### OBJECTIVE
What follows is a block of records; reproduce all of it verbatim.

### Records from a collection
○ ○ ○ ○ ○
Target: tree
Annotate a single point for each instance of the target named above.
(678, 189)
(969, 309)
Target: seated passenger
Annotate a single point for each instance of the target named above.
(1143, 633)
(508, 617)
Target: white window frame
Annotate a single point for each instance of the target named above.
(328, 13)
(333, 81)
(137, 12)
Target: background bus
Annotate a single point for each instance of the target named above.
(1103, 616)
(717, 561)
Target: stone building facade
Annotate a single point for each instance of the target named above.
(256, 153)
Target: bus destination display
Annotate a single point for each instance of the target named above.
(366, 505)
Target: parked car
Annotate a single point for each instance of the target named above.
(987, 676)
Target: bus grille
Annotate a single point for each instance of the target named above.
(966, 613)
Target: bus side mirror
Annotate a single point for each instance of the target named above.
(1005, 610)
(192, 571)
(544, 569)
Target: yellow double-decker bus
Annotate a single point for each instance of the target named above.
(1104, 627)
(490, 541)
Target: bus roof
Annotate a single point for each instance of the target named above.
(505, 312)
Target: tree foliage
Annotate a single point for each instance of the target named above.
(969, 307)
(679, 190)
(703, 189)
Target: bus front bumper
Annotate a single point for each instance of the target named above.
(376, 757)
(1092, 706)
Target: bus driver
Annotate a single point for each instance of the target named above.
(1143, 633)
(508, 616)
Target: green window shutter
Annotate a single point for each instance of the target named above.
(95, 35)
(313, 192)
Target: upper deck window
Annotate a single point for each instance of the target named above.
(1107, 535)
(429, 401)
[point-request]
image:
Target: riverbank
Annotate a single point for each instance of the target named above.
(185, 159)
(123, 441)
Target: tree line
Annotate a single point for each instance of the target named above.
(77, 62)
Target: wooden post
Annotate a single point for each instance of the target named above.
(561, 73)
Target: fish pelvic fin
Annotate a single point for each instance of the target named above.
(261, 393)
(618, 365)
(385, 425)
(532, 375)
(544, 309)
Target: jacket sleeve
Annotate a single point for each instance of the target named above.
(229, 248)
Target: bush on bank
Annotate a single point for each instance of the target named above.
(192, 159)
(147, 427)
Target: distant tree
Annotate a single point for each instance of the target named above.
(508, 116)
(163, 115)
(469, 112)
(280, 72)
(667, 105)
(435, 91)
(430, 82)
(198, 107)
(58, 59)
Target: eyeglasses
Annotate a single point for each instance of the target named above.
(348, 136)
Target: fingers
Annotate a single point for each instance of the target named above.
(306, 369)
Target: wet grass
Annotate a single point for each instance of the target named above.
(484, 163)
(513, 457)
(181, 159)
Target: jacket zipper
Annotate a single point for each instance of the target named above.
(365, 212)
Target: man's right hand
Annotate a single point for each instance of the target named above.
○ ○ ○ ○ ○
### EXPECTED ANSWER
Target: tree
Annotate a single point for each instance of the target named above.
(678, 189)
(969, 309)
Target: seated passenger
Annotate a single point for each instance of the target named above.
(1143, 633)
(508, 617)
Target: white window frame
Annotate a single point for each instance of the target named above.
(328, 13)
(333, 81)
(137, 12)
Target: background bus
Annotate a single point for each instance of the target named above.
(1103, 616)
(717, 561)
Target: stone building facade
Annotate a single point for each instance of the target named above.
(256, 153)
Target: bus destination display
Annotate a single point for each instance of the target named above.
(366, 505)
Target: parked car
Annotate a single point for each instance of the target named above.
(987, 676)
Target: bus grille
Annotate a single point for each instance of the target named above.
(966, 613)
Target: bus side mirror
Annotate a single point for each instance of the target named above.
(1005, 610)
(192, 571)
(544, 569)
Target: yellow double-decker bus
Annotate a single point for each instance of the target named above.
(1104, 627)
(490, 541)
Target: bus roof
Annotate a single point for each instance of the target named above.
(505, 312)
Target: tree foliage
Annotate a single point for each instance of the target named above.
(969, 307)
(679, 190)
(703, 189)
Target: bus front bumper
Annotate a single point for each instance of the target named above.
(376, 757)
(1092, 706)
Target: bus driver
Annotate a single point for each instance of the target named above.
(1143, 633)
(508, 616)
Target: green window shutter
Annotate a single point for each instance of the target named above.
(95, 35)
(313, 192)
Target: upper deck window
Annotate a single point for each instance of the target named above.
(1107, 535)
(429, 401)
[point-request]
image:
Target: riverbank
Annotate a single point for each instance of the target named above.
(185, 159)
(123, 441)
Target: tree line
Annotate a single point for each instance of the target named above.
(77, 62)
Target: wooden post
Annotate a single point for each instance of the target named above.
(561, 73)
Target: fish pelvic fin
Annotate a single point for each instance of the target named above.
(261, 393)
(618, 365)
(385, 425)
(532, 375)
(544, 309)
Target: jacket sleeve
Annotate a single point for each instance of the target named above.
(229, 248)
Target: bush on bank
Annotate a single point for each instance of the target named above.
(192, 159)
(147, 427)
Target: distant tree
Annotate a single point for each instance of the target named above.
(508, 116)
(163, 115)
(469, 112)
(280, 72)
(667, 105)
(435, 91)
(430, 82)
(198, 107)
(58, 59)
Target: eyeglasses
Annotate a single point for each instance of the target named above.
(348, 136)
Target: fingers
Annotate a single point for each instance of the target named above.
(306, 369)
Target: wet grass
Annotate a single point for each instance of the target named above.
(484, 163)
(513, 457)
(181, 159)
Target: jacket zipper
Annotate a single point for each instance of the target named above.
(365, 212)
Target: man's right hand
Annotate a single point for each instance of the target named above.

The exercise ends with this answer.